Start of Data to process
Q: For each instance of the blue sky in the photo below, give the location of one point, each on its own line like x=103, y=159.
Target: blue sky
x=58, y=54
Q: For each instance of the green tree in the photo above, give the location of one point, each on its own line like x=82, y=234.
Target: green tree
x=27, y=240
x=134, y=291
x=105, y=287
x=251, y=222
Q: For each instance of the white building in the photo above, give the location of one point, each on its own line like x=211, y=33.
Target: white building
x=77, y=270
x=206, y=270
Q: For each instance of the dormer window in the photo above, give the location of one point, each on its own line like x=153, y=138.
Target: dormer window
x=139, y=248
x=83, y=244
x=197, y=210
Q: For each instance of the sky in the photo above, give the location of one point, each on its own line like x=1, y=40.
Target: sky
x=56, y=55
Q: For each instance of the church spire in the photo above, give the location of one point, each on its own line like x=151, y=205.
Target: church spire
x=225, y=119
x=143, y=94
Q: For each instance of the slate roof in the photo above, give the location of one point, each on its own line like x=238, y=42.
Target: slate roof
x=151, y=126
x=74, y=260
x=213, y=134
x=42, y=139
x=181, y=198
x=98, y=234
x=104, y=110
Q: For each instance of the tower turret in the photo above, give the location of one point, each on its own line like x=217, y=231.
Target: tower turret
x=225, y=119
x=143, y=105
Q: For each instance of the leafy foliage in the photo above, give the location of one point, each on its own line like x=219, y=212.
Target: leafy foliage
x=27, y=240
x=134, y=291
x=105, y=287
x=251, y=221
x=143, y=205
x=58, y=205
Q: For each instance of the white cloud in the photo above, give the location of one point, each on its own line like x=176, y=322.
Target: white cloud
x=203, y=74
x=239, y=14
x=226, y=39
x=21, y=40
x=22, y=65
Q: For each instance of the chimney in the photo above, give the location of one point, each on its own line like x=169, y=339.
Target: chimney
End of Data to process
__Task__
Copy every one of the lines above verbatim, unchanged.

__Reply to the exercise__
Q: For each instance of the blue sky in the photo below, give the location of one point, each on its own line like x=103, y=159.
Target: blue sky
x=58, y=54
Q: For each instance of the green tree in the photo above, give the location of one point, each on its own line like x=82, y=234.
Target: green tree
x=27, y=240
x=134, y=291
x=105, y=287
x=251, y=222
Q: For each instance of the white building in the photo above, give the location of one point, each on its own line like x=211, y=33.
Target: white building
x=77, y=270
x=206, y=270
Q: For each instance of the dormer window in the photo above, give the location of one point, each on its own line like x=153, y=138.
Target: dormer window
x=139, y=248
x=83, y=244
x=197, y=210
Q: For each instance of the sky in the photo above, give the location of one point, each on its own line like x=1, y=40.
Target: sky
x=56, y=55
Q: For each instance of the church spire in the photo above, give the location of one point, each on its own line like x=151, y=205.
Target: church spire
x=225, y=119
x=143, y=94
Q: For each instance of the slate roof in the photo above, give the location of one point, each on its own line like x=238, y=42.
Target: slate roof
x=151, y=126
x=74, y=260
x=213, y=134
x=42, y=139
x=181, y=198
x=98, y=234
x=104, y=110
Q: For each instance of the tower turret in the photo above, give the location of one point, each on its own line like x=217, y=231.
Target: tower turret
x=225, y=119
x=143, y=105
Q: For each instance of the leafy foliage in the photo above, give the location of one point, each on its own line like x=219, y=212.
Target: leafy foliage
x=27, y=240
x=134, y=291
x=105, y=287
x=251, y=221
x=143, y=205
x=58, y=205
Q: For each instance of the white cloud in the photo above, give the location of one point, each on its own line like x=176, y=322.
Target: white cloud
x=203, y=74
x=239, y=14
x=226, y=39
x=21, y=40
x=22, y=65
Q: For each instance of the chimney in the photo above, give the location of one point, each on its own line like x=169, y=339.
Target: chimney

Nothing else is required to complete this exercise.